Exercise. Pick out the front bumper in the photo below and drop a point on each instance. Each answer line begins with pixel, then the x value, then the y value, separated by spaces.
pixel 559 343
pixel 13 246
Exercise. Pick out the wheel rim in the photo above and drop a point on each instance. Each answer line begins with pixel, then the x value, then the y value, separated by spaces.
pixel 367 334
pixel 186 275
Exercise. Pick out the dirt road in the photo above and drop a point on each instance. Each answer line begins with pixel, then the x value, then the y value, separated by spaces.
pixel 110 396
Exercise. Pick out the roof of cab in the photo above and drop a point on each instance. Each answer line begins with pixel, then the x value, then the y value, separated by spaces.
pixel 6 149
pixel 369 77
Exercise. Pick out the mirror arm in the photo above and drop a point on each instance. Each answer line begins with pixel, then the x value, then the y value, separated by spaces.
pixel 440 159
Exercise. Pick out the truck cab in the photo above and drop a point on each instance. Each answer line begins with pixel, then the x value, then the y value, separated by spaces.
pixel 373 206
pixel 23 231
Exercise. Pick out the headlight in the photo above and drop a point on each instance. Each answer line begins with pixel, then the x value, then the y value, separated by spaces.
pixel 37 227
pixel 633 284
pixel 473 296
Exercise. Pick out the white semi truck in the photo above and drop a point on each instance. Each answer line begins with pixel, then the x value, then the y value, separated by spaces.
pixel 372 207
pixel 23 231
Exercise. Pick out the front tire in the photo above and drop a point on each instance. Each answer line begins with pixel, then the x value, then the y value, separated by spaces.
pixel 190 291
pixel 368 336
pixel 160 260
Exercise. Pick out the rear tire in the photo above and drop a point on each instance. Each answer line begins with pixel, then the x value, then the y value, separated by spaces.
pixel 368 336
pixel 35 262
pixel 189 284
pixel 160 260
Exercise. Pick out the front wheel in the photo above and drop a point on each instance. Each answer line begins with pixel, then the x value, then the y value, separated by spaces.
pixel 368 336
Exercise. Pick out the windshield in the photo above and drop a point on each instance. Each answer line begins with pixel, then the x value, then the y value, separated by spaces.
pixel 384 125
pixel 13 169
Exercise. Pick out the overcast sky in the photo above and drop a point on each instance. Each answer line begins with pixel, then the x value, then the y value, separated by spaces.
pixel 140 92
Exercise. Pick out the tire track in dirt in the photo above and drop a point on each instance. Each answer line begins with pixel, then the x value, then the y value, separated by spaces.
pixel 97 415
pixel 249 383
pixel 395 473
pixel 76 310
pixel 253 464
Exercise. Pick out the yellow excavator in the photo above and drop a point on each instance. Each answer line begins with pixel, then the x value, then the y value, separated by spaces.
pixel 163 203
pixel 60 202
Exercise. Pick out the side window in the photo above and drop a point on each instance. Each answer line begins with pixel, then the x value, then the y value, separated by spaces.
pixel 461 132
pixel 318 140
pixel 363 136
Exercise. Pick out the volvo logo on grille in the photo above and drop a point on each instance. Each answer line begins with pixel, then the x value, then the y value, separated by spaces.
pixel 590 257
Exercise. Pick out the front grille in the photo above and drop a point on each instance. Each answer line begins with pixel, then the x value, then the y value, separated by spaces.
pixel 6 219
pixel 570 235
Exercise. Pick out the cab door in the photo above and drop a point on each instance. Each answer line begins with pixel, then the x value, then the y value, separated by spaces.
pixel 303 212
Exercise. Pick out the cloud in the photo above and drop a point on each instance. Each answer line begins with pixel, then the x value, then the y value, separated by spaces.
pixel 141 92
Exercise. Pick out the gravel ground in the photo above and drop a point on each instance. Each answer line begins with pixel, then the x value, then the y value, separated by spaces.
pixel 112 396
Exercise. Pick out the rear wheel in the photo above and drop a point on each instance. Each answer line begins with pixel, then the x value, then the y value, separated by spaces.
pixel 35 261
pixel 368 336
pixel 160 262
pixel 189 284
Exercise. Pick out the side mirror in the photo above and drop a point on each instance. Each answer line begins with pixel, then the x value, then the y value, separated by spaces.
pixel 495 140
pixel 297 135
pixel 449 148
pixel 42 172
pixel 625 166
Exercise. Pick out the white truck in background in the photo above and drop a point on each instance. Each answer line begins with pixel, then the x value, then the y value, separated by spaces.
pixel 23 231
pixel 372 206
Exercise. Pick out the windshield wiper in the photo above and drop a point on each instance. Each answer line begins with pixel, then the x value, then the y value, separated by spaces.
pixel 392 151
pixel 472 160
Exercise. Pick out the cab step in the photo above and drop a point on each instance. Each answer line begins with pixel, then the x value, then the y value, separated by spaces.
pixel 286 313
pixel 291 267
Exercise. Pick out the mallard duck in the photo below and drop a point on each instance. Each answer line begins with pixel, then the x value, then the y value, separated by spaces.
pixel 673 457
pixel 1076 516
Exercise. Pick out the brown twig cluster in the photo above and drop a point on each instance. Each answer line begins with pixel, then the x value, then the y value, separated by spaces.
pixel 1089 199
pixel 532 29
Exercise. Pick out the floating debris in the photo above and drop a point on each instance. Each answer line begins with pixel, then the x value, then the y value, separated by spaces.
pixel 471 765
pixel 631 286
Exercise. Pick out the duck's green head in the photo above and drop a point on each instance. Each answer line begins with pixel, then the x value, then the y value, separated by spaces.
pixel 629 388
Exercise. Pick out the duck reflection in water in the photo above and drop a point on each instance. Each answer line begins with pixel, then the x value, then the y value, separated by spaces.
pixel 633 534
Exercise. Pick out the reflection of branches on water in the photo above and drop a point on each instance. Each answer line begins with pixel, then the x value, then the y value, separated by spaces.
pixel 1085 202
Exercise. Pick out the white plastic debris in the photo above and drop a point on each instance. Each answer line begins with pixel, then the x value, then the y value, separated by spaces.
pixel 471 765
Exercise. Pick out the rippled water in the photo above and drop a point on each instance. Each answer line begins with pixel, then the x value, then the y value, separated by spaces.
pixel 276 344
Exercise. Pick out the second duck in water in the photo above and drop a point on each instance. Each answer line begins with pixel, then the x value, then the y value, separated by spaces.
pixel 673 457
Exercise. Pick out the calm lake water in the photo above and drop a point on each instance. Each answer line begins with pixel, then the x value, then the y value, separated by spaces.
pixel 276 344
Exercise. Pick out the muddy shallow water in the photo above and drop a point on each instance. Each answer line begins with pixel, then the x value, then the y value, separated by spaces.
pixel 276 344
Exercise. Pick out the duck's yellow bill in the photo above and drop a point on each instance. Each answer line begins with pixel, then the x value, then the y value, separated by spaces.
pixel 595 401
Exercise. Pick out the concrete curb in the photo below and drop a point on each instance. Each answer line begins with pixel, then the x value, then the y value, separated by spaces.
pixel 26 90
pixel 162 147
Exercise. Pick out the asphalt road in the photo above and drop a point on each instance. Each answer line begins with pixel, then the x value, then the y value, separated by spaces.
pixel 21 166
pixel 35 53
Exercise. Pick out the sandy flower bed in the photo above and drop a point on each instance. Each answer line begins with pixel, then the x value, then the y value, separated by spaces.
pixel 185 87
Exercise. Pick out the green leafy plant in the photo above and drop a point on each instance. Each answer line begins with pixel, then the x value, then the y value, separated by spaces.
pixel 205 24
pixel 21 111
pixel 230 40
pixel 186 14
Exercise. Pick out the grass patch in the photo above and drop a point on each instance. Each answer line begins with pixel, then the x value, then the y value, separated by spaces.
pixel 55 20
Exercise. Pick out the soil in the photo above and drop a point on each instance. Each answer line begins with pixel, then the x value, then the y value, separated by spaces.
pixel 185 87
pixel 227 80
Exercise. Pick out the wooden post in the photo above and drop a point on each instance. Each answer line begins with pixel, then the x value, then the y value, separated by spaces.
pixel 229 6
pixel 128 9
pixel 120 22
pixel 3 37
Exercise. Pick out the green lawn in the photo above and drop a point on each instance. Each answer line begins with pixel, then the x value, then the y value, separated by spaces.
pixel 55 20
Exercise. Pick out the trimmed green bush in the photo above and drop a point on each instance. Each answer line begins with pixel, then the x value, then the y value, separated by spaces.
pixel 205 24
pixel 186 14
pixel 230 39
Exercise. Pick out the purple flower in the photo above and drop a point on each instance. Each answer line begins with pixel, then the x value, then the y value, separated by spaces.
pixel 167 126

******

*WHAT IS NEEDED*
Each line from the one containing "Exercise. Pick out the wooden" to the end of the listing above should be copied exactly, and nothing else.

*EXERCISE SOLUTION*
Exercise. Pick out the wooden post in the photo above and drop a point on each instance. Each answer line begins with pixel, then the x value, then the y value, separated by spaces.
pixel 229 6
pixel 128 9
pixel 120 22
pixel 3 37
Exercise. Pick out the green lawn in the photo above and drop a point on each instance. Each answer line begins with pixel, then the x value, then the y value, separated by spaces.
pixel 55 20
Exercise. Pick out the trimmed green bush in the photo above and drop a point on each instance. Each answer line begins with pixel, then the x value, then the y value, separated by spaces.
pixel 205 24
pixel 186 14
pixel 230 39
Exercise. Pick out the purple flower in the photo above and drop a point on each instance. Each answer line begins with pixel, then the x value, then the y value, separated by spaces.
pixel 167 126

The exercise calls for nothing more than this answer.